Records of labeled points
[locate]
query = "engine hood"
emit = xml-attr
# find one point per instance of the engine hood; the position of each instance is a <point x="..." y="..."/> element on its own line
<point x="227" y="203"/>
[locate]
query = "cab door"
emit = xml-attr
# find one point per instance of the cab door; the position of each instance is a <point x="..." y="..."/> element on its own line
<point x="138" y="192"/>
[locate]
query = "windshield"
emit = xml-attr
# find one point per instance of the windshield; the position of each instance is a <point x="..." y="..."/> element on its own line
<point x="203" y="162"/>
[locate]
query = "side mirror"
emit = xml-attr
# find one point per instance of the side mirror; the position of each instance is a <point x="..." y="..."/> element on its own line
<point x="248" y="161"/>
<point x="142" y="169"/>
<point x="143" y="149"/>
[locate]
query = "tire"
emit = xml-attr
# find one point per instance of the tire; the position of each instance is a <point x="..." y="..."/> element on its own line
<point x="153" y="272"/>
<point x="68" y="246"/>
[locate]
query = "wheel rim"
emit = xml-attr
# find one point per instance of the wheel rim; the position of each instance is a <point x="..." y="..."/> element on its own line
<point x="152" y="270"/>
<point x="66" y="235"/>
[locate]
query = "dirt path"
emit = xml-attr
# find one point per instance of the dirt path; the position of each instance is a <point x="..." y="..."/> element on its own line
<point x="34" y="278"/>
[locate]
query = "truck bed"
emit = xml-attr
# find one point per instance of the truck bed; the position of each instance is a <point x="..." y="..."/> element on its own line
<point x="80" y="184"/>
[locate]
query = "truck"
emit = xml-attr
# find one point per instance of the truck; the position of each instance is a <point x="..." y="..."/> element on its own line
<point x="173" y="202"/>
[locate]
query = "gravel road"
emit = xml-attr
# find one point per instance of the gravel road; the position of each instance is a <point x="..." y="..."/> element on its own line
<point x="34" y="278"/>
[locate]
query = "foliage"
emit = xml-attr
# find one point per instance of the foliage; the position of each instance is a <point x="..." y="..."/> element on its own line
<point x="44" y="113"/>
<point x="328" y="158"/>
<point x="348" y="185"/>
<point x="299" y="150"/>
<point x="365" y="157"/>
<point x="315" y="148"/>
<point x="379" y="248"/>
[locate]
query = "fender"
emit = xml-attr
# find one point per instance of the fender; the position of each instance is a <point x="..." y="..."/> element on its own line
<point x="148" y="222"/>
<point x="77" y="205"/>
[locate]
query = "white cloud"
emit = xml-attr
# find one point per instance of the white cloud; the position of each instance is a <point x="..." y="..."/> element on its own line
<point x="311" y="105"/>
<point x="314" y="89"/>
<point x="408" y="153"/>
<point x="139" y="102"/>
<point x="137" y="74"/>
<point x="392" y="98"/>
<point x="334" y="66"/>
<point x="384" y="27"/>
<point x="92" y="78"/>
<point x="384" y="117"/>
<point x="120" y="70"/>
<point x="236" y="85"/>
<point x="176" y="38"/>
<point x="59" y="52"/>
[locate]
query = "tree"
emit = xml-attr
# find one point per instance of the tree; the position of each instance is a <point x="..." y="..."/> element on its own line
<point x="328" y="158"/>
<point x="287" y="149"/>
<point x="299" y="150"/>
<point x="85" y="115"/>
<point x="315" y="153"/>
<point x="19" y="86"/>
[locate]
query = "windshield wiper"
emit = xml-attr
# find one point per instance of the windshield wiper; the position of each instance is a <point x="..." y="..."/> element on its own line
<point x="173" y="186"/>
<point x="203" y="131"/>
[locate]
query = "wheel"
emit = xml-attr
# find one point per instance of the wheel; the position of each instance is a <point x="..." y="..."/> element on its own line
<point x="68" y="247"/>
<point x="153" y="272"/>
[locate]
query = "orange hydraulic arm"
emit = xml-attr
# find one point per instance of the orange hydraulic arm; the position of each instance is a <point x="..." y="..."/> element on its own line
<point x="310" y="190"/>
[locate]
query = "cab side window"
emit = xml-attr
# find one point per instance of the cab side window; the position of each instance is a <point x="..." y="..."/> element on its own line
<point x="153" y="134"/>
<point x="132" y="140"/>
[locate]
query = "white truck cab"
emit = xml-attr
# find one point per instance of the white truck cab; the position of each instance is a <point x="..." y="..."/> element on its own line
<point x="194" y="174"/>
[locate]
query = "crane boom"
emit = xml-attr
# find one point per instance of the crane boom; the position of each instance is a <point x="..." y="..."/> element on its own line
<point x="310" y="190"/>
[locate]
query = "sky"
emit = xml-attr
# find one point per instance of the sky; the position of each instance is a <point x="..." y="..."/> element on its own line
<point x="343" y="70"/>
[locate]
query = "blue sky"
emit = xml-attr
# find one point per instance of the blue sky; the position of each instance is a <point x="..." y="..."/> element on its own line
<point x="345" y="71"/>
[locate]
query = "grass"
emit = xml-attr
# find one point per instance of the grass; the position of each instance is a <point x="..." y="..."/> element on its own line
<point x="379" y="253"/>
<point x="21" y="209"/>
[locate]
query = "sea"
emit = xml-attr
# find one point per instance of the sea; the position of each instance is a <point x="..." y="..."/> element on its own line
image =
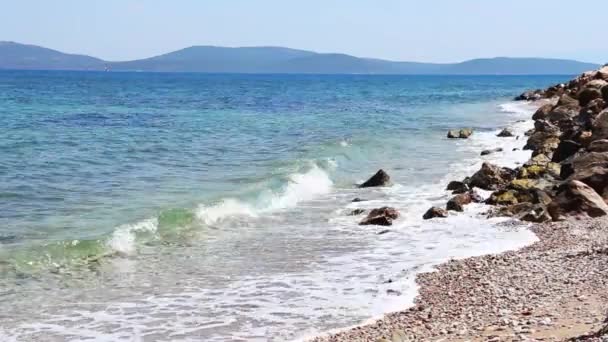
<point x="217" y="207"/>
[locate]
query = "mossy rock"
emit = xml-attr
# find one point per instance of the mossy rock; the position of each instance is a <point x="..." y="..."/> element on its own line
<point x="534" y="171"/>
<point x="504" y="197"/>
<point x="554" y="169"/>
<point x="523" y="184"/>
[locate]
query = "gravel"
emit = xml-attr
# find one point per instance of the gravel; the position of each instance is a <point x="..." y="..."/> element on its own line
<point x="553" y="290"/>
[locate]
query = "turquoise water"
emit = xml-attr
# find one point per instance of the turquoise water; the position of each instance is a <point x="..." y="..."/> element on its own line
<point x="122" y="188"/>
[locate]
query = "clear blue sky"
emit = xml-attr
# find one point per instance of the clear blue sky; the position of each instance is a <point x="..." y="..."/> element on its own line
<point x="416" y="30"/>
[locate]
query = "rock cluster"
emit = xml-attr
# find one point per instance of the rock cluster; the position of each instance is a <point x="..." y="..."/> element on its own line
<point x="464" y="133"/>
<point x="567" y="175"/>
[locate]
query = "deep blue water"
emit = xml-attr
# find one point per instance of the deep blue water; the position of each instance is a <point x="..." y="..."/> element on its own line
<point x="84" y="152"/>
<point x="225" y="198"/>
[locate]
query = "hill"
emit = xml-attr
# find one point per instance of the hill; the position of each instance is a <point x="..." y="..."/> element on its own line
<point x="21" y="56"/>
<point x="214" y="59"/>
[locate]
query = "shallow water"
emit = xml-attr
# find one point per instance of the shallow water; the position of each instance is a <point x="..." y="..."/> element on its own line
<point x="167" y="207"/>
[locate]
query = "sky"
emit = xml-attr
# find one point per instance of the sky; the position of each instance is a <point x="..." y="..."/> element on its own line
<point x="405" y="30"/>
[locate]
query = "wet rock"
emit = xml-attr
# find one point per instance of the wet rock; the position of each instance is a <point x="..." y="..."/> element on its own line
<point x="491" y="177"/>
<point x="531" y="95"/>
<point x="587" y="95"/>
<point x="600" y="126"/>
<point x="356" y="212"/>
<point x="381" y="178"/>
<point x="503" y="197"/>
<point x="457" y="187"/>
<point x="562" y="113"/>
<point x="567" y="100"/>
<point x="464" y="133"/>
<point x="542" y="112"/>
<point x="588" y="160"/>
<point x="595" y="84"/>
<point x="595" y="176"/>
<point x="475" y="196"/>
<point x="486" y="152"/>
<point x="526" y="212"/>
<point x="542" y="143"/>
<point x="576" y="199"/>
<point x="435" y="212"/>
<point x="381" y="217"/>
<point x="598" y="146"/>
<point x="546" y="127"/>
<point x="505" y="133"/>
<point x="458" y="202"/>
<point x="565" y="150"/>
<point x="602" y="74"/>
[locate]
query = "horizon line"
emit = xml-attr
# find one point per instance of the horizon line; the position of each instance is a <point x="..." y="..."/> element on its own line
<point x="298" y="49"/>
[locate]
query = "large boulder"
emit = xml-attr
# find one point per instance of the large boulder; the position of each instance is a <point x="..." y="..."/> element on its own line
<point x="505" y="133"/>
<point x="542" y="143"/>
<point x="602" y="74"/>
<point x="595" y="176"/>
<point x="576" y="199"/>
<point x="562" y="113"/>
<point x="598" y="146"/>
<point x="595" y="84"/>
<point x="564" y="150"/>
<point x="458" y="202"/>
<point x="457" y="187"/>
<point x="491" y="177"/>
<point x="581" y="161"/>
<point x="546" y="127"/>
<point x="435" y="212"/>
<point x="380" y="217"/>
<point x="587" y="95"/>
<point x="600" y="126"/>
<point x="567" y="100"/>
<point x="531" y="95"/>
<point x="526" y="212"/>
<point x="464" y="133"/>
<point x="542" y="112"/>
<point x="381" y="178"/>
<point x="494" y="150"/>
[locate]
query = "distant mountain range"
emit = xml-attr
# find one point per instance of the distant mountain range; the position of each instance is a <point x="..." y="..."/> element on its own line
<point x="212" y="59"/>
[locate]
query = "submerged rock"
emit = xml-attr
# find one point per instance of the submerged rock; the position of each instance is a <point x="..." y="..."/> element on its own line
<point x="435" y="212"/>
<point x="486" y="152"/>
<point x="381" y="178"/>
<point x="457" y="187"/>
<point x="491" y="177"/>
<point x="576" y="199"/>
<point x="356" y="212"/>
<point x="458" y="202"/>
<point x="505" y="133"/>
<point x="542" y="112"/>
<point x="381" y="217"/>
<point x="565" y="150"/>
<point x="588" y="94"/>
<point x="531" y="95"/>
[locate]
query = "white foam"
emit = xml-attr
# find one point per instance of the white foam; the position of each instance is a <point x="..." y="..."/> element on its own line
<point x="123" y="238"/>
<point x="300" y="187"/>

...

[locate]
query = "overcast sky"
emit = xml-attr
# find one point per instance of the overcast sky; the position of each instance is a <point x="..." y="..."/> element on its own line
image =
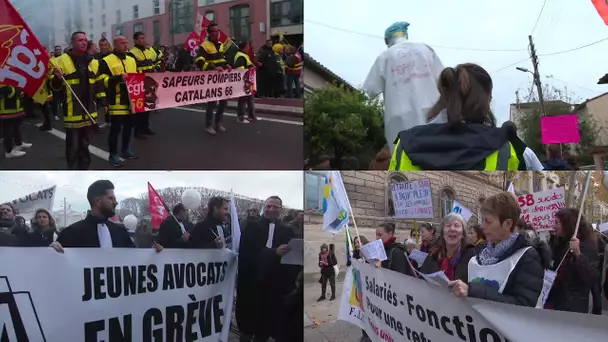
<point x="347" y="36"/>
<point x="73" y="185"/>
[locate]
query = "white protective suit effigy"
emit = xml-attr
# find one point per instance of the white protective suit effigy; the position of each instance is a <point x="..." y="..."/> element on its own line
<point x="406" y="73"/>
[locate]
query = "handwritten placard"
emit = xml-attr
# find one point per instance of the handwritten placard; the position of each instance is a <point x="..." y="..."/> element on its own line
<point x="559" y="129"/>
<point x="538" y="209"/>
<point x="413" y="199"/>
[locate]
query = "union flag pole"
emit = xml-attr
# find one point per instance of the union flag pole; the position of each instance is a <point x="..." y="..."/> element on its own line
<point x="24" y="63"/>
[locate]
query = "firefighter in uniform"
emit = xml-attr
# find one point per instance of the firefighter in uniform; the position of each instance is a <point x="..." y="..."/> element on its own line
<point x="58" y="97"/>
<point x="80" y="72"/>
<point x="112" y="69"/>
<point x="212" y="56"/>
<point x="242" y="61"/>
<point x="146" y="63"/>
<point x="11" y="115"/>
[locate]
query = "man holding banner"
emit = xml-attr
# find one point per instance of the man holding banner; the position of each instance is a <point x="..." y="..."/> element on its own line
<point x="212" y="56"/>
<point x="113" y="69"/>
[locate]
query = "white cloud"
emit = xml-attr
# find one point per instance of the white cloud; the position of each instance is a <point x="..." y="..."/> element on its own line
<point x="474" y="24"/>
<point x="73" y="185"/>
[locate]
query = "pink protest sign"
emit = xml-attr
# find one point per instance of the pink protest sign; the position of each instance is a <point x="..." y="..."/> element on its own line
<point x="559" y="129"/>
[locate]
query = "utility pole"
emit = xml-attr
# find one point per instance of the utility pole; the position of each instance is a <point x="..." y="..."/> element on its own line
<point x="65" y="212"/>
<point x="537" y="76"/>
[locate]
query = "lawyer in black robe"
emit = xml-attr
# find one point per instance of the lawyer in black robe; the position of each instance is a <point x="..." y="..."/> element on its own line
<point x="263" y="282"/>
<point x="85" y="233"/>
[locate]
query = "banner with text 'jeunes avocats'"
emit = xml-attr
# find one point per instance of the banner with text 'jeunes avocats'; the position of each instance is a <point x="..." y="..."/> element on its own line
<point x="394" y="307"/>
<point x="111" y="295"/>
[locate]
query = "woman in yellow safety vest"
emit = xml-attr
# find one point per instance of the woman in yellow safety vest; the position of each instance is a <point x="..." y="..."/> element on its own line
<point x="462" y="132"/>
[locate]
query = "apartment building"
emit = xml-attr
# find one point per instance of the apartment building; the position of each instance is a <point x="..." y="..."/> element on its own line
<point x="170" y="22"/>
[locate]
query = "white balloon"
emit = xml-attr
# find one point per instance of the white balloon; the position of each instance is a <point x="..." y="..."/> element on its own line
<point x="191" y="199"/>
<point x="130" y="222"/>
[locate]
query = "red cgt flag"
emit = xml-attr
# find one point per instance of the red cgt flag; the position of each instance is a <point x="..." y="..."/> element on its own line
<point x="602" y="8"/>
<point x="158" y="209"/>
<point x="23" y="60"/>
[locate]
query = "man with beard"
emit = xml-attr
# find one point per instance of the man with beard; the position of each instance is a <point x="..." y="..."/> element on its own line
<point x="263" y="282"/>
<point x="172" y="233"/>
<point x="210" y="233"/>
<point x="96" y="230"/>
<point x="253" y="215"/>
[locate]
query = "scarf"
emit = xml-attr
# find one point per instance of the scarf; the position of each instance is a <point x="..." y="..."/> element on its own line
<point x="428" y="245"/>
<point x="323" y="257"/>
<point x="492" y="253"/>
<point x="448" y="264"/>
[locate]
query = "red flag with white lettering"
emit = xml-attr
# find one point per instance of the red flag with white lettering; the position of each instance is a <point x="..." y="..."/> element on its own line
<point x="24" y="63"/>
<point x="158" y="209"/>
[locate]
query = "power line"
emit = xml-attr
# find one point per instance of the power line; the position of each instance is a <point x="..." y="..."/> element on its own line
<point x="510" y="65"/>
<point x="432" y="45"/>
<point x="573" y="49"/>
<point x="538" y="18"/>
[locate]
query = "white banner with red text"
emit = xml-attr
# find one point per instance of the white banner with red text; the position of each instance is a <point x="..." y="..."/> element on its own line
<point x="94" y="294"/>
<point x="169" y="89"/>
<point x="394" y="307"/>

--

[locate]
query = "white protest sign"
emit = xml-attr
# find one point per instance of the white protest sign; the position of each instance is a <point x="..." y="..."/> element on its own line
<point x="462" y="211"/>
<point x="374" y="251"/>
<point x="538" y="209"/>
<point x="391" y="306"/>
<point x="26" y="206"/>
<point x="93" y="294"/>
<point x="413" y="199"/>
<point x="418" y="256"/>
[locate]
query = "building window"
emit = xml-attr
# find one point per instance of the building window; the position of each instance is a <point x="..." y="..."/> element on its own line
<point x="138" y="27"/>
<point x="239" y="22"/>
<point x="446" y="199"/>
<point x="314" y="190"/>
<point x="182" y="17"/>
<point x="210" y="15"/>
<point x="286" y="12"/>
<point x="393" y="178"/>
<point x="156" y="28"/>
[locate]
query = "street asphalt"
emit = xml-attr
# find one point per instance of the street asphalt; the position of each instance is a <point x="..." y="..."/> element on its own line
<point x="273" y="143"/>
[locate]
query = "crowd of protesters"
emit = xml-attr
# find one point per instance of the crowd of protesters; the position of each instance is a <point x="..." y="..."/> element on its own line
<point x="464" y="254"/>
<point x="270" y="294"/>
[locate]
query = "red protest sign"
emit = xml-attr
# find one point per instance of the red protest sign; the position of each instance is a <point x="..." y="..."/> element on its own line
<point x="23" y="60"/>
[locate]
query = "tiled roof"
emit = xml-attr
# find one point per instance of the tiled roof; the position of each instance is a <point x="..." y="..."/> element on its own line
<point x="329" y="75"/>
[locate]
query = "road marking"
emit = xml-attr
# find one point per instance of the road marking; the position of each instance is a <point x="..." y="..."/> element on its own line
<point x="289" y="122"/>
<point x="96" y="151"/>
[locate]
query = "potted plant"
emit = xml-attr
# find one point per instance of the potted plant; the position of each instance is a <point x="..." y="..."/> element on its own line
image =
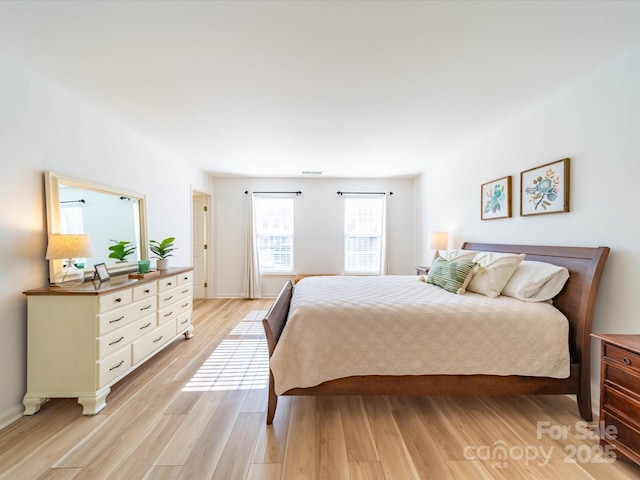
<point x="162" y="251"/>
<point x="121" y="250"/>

**Request**
Please filter the items above and copy every line that contains the word "protective".

**Task response**
query = "white protective suit effigy"
# find one point per instance of the white protective suit effigy; the position of each instance is a <point x="..." y="..."/> element on its own line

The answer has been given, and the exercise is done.